Consigne 1 –
Répondez à ces questions sur le texte à propos du métier de juge :
(a) Pendant combien d'années la personne qui parle a-t-elle été juge de première instance, et dans quelles régions ?
(b) Quelles sont les quatre qualités essentielles d'une plaidoirie efficace ?
(c) Que faut-il pour savoir quels points doivent absolument être soulevés pour que l'argumentation ne tombe pas ?

- - -

Au cours de mes onze années comme juge de première instance en Alberta et au Yukon, j’ai acquis de l’expérience dans tous les types d’affaires, allant des conflits familiaux aux procès criminels devant jury, en passant par d'épineuses questions constitutionnelles. J’ai adoré siéger en première instance. Différentes compétences juridiques étaient requises en fonction du sujet précis de l’affaire qui m’était soumise. Quel que soit le domaine du droit, être juge de première instance est un poste qui requiert votre pleine attention. En plus des requêtes, des demandes et des procès, j’ai été appelée à agir à titre de médiatrice et à présider des conférences de gestion d’instance. Il s’agissait de nouvelles compétences qui nécessitaient à la fois de l’intelligence émotionnelle, de la rigueur analytique, et la capacité de faire avancer les choses et d’accomplir le travail. J’ai dû constamment m’adapter pour répondre aux particularités de chaque affaire et garantir l’accès à la justice et à l’équité. Mon expérience de juge de première instance m’a donné une idée des différentes facettes de notre travail et de la manière dont les réalités modernes façonnent les processus judiciaires. J’ai également dû prendre des décisions difficiles entre des parties et des thèses concurrentes. Le fait de savoir que, dans la plupart des affaires, l’une des parties perdra m’a fait comprendre comment il est important que les deux parties au litige se sentent respectées et entendues. Il s’agissait également d’examiner les arguments de façon équitable. Lorsque j’étais avocate, j’étais toujours déçue quand la force de mon argument n’était pas entièrement examinée. Par conséquent, en tant que juge, je veux éviter d’atténuer un argument de sorte qu’il soit plus facile à écarter.
Comme vous pouvez le constater, les connaissances et les expériences qui m’ont préparée à mon travail de juge ont été progressives et très variées. Aucune expérience n’a été plus importante que les autres, et j’encourage tous les juristes à saisir toutes les occasions intéressantes qui se présentent, aussi variées soient-elles. On ne sait jamais où cela peut nous mener.
Quel conseil donneriez-vous aux juristes qui se présentent devant vous?
Les qualités essentielles pour une plaidoirie efficace sont intemporelles : la préparation, la communication, la relation et l’adaptation.
Tout d’abord, la préparation est essentielle. Il existe de nombreux types et niveaux de préparation. Une stratégie efficace consiste à se concentrer sur cette question : quels sont les points si importants que si vous ne les faites pas valoir, votre argumentation échouera? Répondre à cette question nécessite une parfaite maîtrise du droit en cause. Lorsque vous maîtrisez votre dossier, quoi qu’il arrive, vous donnerez l’impression d’avoir confiance en vous. Une bonne plaidoirie exige également de bien s’organiser et de faire des choix stratégiques. Malgré la tentation de montrer tout le travail que vous avez accompli, votre objectif devrait être que tout paraisse se dérouler sans effort. Pour élaborer sa stratégie, il faut prendre le temps de bien examiner les documents et réfléchir à là où vous voulez aller, identifier comment y arriver et donner des signaux clairs au tribunal.

- - -

Consigne 2 – Comptez les lignes des enregistrements où figure le mot « burning ». Donnez seulement le nombre.

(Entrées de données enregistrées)
- - -

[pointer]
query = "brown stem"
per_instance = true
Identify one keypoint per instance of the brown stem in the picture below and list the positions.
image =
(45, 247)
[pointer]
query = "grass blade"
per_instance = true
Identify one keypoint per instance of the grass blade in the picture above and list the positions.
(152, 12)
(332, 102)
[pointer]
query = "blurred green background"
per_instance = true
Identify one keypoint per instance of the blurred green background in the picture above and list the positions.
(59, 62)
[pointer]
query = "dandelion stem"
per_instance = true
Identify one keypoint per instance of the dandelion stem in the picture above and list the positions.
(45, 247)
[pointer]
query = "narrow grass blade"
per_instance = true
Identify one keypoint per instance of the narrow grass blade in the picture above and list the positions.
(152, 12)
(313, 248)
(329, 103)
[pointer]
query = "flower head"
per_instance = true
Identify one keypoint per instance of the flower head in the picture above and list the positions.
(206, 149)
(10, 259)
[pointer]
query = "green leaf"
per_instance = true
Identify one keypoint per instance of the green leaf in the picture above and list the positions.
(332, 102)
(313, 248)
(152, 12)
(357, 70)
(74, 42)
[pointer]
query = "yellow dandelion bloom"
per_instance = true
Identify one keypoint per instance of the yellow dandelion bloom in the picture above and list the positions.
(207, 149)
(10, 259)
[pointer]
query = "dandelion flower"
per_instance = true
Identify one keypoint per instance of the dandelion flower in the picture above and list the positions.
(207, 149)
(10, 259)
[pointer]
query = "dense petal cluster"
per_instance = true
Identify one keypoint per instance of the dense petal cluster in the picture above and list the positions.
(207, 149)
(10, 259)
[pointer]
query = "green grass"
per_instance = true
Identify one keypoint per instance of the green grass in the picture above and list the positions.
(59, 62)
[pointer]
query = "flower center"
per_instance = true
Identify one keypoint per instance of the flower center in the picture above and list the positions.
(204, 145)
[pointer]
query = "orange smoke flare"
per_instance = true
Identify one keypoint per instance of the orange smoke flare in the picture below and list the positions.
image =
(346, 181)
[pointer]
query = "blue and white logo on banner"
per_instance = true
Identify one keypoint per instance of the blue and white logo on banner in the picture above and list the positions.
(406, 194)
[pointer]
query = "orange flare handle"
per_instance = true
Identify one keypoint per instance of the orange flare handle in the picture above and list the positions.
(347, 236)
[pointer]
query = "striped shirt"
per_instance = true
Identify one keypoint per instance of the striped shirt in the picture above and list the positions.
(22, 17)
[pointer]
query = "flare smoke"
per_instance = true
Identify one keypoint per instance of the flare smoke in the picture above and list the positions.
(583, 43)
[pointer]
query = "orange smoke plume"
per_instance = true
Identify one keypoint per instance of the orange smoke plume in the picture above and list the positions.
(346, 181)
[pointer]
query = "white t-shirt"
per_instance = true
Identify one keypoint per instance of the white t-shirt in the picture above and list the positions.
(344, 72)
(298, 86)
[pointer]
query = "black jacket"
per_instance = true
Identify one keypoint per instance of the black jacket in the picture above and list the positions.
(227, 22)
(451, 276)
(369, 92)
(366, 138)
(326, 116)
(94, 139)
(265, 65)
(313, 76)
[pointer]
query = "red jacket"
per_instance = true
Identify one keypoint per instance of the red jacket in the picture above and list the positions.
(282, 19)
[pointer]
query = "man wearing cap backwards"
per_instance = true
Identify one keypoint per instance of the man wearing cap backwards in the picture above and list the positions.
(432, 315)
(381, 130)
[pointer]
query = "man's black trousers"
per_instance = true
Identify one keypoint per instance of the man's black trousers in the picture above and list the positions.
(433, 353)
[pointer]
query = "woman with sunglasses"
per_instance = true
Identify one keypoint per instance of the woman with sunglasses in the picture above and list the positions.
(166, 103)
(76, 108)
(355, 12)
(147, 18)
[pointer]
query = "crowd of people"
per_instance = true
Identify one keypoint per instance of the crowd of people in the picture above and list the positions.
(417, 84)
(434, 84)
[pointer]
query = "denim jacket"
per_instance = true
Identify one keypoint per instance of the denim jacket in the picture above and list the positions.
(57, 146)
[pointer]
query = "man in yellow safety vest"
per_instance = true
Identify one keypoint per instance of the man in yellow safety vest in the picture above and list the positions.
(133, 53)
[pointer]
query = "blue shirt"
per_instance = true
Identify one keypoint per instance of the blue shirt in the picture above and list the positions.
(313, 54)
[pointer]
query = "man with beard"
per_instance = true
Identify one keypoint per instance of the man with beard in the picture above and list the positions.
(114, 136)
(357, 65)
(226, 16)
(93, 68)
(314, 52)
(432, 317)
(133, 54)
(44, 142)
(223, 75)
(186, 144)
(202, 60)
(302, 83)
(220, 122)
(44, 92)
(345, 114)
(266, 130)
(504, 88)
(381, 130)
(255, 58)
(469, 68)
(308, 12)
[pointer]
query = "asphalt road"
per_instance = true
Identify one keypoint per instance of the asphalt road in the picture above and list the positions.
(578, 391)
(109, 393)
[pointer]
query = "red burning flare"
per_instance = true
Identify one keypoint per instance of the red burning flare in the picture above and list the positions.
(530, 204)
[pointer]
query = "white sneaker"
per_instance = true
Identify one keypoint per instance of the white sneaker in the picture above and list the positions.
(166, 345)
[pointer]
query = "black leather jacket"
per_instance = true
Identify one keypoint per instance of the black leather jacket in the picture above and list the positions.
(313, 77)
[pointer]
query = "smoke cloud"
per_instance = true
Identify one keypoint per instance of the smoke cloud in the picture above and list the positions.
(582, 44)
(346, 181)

- - -

Bonne réponse 1 –
(a) Onze ans, en Alberta et au Yukon.
(b) La préparation, la communication, la relation et l'adaptation.
(c) Une parfaite maîtrise du droit en cause.

Bonne réponse 2 – 2